▼▼▼

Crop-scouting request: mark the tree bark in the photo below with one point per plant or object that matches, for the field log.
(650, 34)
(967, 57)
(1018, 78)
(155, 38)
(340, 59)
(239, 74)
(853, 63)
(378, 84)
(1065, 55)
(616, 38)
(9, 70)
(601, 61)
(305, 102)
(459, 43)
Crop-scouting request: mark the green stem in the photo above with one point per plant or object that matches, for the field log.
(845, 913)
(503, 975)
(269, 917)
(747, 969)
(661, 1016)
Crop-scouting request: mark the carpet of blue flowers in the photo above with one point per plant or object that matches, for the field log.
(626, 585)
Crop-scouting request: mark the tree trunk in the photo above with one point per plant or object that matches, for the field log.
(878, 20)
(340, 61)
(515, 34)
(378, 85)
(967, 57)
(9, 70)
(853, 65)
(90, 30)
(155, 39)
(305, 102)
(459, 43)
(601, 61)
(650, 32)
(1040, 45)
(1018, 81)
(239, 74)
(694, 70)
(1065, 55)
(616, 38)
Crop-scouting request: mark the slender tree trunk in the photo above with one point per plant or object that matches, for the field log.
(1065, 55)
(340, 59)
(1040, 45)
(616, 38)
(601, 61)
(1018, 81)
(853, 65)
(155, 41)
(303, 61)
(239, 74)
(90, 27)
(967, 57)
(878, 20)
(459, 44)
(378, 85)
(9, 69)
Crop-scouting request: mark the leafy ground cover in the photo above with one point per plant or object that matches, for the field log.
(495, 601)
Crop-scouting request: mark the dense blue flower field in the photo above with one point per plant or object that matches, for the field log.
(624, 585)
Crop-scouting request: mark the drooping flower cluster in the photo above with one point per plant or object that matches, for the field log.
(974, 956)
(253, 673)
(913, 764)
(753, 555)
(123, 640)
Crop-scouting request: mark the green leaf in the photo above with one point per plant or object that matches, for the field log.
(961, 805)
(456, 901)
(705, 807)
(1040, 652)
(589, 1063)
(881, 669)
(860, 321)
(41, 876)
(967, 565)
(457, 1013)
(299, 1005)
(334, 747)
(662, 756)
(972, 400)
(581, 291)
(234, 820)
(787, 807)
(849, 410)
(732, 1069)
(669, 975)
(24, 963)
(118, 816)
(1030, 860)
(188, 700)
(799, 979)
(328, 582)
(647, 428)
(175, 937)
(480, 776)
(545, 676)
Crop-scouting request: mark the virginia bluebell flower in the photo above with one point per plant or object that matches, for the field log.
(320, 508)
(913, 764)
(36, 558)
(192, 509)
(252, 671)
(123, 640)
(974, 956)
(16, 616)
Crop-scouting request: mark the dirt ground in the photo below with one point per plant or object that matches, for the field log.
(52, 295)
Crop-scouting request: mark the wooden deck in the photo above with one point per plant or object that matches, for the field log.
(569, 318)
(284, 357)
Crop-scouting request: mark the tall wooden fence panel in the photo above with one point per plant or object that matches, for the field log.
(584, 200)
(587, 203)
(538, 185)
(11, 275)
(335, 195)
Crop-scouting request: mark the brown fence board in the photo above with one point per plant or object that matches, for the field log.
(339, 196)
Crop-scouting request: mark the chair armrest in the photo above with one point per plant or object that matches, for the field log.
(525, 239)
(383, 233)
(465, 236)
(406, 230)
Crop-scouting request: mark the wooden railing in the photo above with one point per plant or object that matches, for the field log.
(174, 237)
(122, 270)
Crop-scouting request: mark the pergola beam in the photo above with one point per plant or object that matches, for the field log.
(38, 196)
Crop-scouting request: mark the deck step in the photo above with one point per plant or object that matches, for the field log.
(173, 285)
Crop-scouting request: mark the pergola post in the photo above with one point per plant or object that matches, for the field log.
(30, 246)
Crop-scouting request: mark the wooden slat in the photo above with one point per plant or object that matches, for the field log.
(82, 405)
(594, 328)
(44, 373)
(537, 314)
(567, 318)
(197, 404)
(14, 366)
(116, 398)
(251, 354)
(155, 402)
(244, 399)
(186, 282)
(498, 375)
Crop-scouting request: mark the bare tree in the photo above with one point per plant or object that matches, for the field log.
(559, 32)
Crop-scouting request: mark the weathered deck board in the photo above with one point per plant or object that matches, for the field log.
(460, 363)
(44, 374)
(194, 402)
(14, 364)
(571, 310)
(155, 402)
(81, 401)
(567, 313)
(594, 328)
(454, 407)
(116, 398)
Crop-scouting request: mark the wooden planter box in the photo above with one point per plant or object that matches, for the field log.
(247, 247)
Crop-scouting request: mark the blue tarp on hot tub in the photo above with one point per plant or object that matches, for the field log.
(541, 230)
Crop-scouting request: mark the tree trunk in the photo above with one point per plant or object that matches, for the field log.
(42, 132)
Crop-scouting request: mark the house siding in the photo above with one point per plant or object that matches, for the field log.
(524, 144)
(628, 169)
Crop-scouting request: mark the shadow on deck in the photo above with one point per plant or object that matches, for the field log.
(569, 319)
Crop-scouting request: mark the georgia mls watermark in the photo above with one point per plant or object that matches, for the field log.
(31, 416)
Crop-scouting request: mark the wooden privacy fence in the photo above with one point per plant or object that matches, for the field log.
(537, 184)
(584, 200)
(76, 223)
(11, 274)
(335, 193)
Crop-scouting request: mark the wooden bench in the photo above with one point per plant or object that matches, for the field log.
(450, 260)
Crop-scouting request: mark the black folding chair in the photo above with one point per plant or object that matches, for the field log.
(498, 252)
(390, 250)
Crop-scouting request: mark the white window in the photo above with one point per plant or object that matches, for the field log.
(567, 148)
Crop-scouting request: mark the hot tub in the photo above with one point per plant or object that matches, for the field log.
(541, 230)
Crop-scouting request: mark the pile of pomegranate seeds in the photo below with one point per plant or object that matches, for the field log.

▲▲▲

TASK TO COMPLETE
Can you copy the rows above, from the very first line through the line containing "(661, 1016)", inclusive, with the request lines kept unchanged and every coordinate in the answers shifted up by 67?

SOLUTION TO THIS EXERCISE
Crop-scouting request: mark the tree bark in the photo below with one point per plant or object that matches, for the field log.
(717, 101)
(1034, 124)
(1085, 145)
(222, 105)
(407, 126)
(306, 141)
(920, 130)
(445, 151)
(1132, 122)
(683, 105)
(76, 137)
(668, 128)
(372, 169)
(526, 110)
Crop-scouting request: mark the green stem in the photo above with one point per plant or object that matches, for the field log.
(912, 980)
(570, 1042)
(336, 984)
(814, 1036)
(728, 1083)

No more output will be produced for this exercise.